Short exercise — Omit images. Retype all entries verbatim.

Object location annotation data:
━━━━━━━━━━
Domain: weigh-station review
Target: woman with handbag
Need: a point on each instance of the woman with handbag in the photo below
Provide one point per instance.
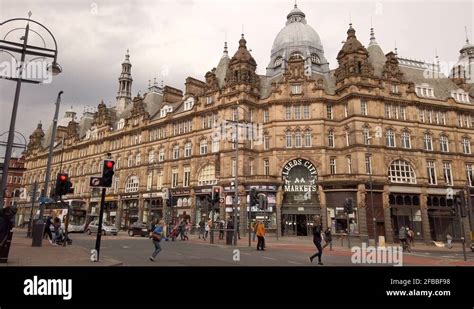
(156, 237)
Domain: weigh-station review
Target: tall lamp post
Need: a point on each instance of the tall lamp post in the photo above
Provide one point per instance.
(236, 178)
(24, 50)
(374, 220)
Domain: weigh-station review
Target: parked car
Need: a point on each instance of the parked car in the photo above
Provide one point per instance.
(107, 228)
(138, 228)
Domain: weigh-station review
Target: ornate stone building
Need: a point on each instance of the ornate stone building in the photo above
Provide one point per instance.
(313, 138)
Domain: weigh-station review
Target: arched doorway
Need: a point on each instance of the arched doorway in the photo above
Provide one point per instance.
(300, 197)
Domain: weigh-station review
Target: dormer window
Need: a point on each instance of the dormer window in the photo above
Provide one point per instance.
(297, 55)
(188, 104)
(296, 89)
(424, 90)
(121, 124)
(315, 59)
(460, 96)
(278, 61)
(165, 110)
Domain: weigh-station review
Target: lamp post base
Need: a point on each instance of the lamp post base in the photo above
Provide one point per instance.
(38, 230)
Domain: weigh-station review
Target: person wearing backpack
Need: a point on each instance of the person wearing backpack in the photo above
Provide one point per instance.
(156, 238)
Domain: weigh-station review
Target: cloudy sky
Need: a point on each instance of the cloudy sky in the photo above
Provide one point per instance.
(171, 40)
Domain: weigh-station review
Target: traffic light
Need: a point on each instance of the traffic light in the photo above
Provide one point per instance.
(262, 201)
(254, 197)
(107, 173)
(348, 206)
(63, 185)
(459, 202)
(216, 195)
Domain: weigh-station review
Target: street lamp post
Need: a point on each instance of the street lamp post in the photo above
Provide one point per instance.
(374, 220)
(23, 49)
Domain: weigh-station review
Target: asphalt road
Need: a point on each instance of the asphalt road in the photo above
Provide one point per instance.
(136, 251)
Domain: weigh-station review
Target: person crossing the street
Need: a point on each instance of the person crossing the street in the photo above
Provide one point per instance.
(156, 238)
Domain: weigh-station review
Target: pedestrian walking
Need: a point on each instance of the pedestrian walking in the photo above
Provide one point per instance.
(449, 240)
(221, 229)
(156, 238)
(328, 238)
(317, 229)
(207, 228)
(260, 236)
(201, 228)
(411, 236)
(182, 230)
(47, 229)
(254, 231)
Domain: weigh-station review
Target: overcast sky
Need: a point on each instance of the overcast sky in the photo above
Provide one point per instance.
(171, 40)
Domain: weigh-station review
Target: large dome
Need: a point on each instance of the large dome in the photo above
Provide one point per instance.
(296, 34)
(297, 38)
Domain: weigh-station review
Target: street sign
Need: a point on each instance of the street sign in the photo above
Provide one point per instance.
(449, 193)
(95, 181)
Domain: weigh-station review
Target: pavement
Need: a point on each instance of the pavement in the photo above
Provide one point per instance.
(23, 254)
(123, 250)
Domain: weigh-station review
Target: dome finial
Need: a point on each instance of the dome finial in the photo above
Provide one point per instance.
(467, 38)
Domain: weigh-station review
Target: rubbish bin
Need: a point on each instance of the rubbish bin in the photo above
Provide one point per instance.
(5, 247)
(229, 237)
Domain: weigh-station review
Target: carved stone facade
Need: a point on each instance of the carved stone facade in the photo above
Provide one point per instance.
(327, 130)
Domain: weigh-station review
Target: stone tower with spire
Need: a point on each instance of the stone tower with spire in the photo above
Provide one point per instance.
(124, 94)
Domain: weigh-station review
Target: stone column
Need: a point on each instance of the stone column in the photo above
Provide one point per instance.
(194, 220)
(324, 209)
(243, 211)
(118, 216)
(362, 212)
(425, 222)
(387, 215)
(279, 201)
(140, 207)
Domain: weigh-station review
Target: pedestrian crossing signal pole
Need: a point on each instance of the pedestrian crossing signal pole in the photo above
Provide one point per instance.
(106, 182)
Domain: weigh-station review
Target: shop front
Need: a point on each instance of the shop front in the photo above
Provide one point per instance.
(204, 208)
(153, 207)
(405, 211)
(300, 197)
(130, 210)
(181, 204)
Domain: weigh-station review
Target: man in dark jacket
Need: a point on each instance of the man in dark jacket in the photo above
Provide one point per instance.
(328, 238)
(317, 229)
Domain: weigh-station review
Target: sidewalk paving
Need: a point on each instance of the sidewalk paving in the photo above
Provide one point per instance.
(23, 254)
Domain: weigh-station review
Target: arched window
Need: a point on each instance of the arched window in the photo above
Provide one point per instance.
(444, 143)
(428, 141)
(390, 138)
(331, 142)
(132, 184)
(207, 176)
(296, 55)
(278, 61)
(315, 58)
(401, 171)
(203, 147)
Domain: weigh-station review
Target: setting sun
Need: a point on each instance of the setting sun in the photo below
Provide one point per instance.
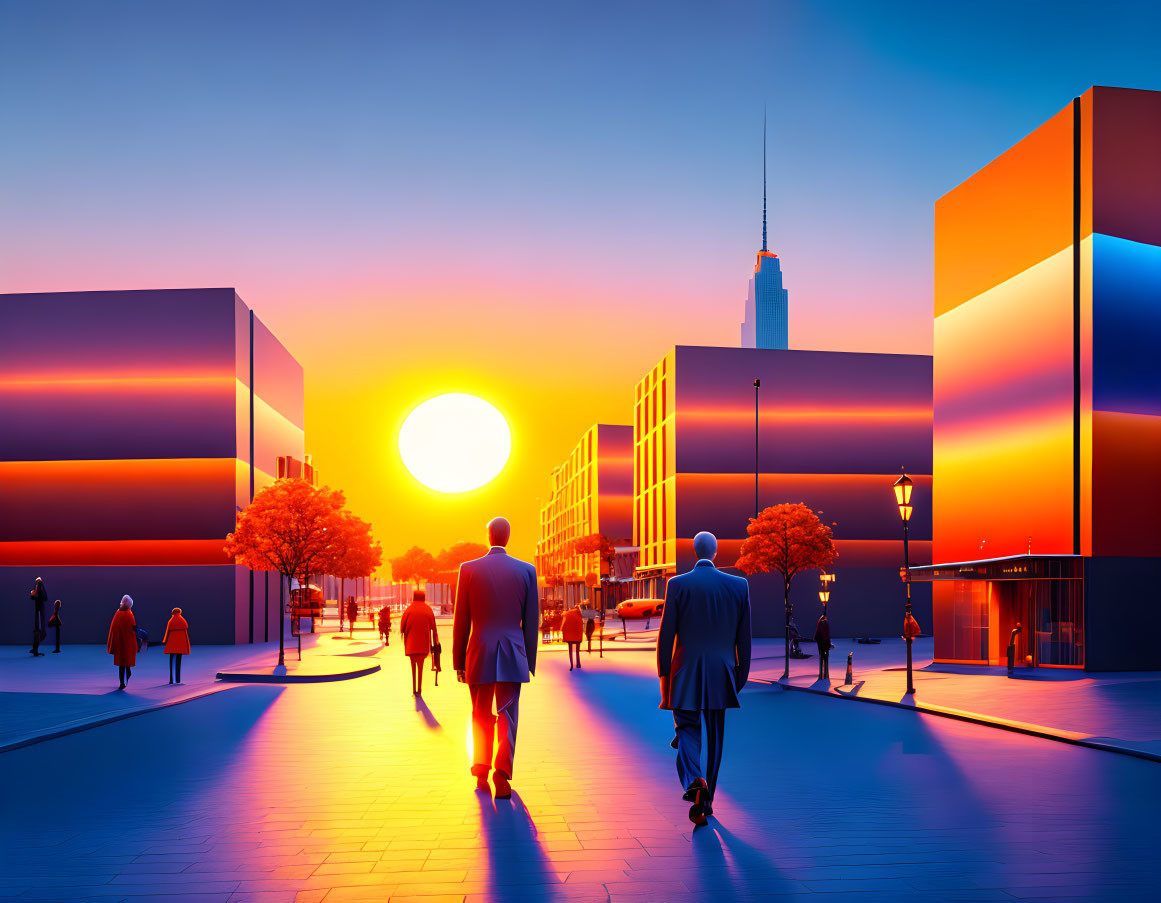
(455, 442)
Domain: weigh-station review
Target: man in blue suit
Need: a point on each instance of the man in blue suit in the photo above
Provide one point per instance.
(494, 650)
(702, 661)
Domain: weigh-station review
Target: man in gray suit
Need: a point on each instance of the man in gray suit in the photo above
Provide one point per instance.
(702, 661)
(494, 635)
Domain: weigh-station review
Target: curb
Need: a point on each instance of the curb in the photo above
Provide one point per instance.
(237, 677)
(77, 728)
(1015, 727)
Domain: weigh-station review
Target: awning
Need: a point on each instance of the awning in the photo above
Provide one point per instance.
(1011, 568)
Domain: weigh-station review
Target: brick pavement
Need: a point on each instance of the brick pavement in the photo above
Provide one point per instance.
(350, 792)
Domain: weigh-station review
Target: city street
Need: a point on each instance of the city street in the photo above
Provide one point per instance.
(352, 790)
━━━━━━━━━━
Solution for this problem —
Domain: weigh-station review
Target: woman with handbag
Need: a point on each instance of the woman with handbag in the photo below
Provide one point per instance.
(156, 237)
Domain: weigh-station review
Target: tall lamp post
Need: a point on each instance of the tall lamp post in the photo above
Provide one point per instance.
(236, 178)
(24, 50)
(374, 220)
Domain: weigh-station review
Target: parked car
Need: a point on each instance of the parked car in the photo above
Provide one point per instance.
(107, 228)
(138, 228)
Domain: weigh-station review
Target: ornate stone building
Need: a point on each instance of the ornate stone building in the photo above
Provide one point per instance.
(313, 138)
Domain: weigh-station review
Target: arched doorway
Need: a point on each instance of the arched doorway in the photo above
Provide one point per instance.
(300, 197)
Domain: weigh-station review
Target: dormer window
Need: a point on each instance of the dormer window in the photo above
Provide one point per instance.
(297, 55)
(188, 104)
(296, 89)
(424, 90)
(121, 124)
(315, 59)
(460, 96)
(278, 61)
(165, 110)
Domain: weigh-station review
Target: lamp post base
Need: a point on each instance of the lamp post base in the photo above
Provide one point per instance.
(38, 230)
Domain: weigh-station review
Target: person wearing backpack
Need: a point on each instance of the person wearing backpack in the photo above
Provide one point per instance.
(156, 238)
Domain: weigh-station review
Target: cloudy sky
Need: a point on each instance of the cloudy sky in the photo above
Provide one point per instance.
(171, 40)
Domain: weigh-station review
Target: traffic light
Need: a point on each instance of the traffic light in the photo above
Provide one point per instance.
(262, 201)
(254, 197)
(107, 173)
(348, 206)
(63, 185)
(459, 202)
(216, 195)
Domain: weigh-station review
Target: street lamp post
Need: a point on each instance of the street lamp post in the photo above
Provide one point per instance.
(374, 220)
(23, 49)
Domain: weigh-station review
Target: asphalt road
Need: a point on each instance of the asphalt road in the photo above
Provide one point per instance.
(136, 251)
Domain: weigh-station review
Target: person crossing the street
Need: a point on each instance of the person crossing the street in the photo above
Provide one point per instance.
(156, 238)
Domain: weigh-station review
Target: pedestrian walking
Need: a point on each instance of the pedestrian walking in the photo above
Provide one point per instance.
(449, 240)
(221, 229)
(156, 238)
(328, 238)
(317, 229)
(207, 228)
(260, 236)
(201, 228)
(411, 236)
(182, 230)
(47, 229)
(254, 231)
Domain: weigh-station review
Target: overcast sky
Need: a point on each instance of the overcast sky in the photo above
Provide one point per instance.
(171, 40)
Domain: weigh-station review
Target: large dome
Need: a point on each instance of the large dome in the photo above
Provide one point per instance.
(296, 34)
(297, 38)
Domain: weigh-station review
Target: street sign
Need: a point on each instance of the street sign in the photo above
Provide one point per instance.
(449, 193)
(95, 181)
Domain: weigh-station review
Target: pavement
Need: a point on each instance of the pavement in the photo above
Provide one point per instance.
(23, 254)
(123, 250)
Domain: weigh-station review
Target: dome finial
Need: a point on each instance of the dome finial in the photo above
Provide one point per instance.
(467, 38)
Domain: weigh-station review
Target: rubbish bin
Need: a point on each instance of the rubbish bin in the photo above
Provide one point per instance.
(5, 247)
(229, 237)
Domain: weigh-station review
Target: carved stone facade
Need: a point on each instance of the carved stone facade in the photo above
Provide one point per instance.
(327, 130)
Domain: weigh-station review
Target: stone tower with spire
Need: a point on each instance of the stone tower with spire in the photo above
Provide one point per instance.
(124, 94)
Domain: weigh-station review
Target: stone column
Need: a point on each instance of the stone column in the photo above
Provide one point per instance.
(194, 220)
(324, 209)
(243, 211)
(118, 216)
(362, 212)
(425, 222)
(387, 215)
(279, 201)
(140, 207)
Domain: weigh-station review
Target: pedestrian crossing signal pole
Need: a point on each instance of the pedestrian crossing signal pole in the photo above
Provide one point per instance.
(106, 182)
Domain: weigh-station review
Target: shop front
Need: a point on each instance of the shop front in the photo above
Provide one point per instance.
(204, 208)
(153, 207)
(405, 211)
(300, 197)
(130, 210)
(181, 204)
Domain: weigh-station review
Target: man in dark jacket
Need: a point on each instance of the man in dark jacket in the photo above
Provide one point per instance.
(328, 238)
(317, 229)
Domain: weigh-station review
Target: sidewalk paving
Need: a point on each instance of the sidewalk paving in the photo above
Provide one point per instance.
(23, 254)
Domain: weigh-station review
Target: arched window
Need: a point on each instance of the arched window in the photo above
Provide one point per instance.
(444, 143)
(428, 141)
(390, 138)
(331, 142)
(132, 184)
(207, 176)
(296, 55)
(278, 61)
(315, 58)
(401, 171)
(203, 147)
Domain: weigh-station review
Target: setting sun
Need: a point on each instance of the setting sun in the photo below
Provide one point per instance.
(455, 442)
Domain: weigh-station review
Target: man in blue suit
Need: a point on each instance of the man in blue suit in the photo above
Provide one point per instance.
(494, 650)
(702, 661)
Domain: weigh-station review
Target: man in gray suit
Need: a point on each instance of the man in gray suit in the photo above
Provide one point per instance.
(702, 661)
(494, 635)
Domain: weigh-station review
Target: curb
Need: a point on each instance of the curb in the photo above
Provide one point per instance.
(237, 677)
(77, 728)
(1015, 727)
Domain: weigh-station review
Target: awning
Need: a point on each instance of the awning in the photo above
Provide one point per instance.
(1011, 568)
Domain: weigh-station review
Target: brick pavement
Need: a point on each instance of the brick pavement in the photo above
Provide one point per instance.
(350, 792)
Domain: weigh-station review
Target: city street
Need: a point on each instance of the city street in the photo above
Provide one point per instance.
(352, 790)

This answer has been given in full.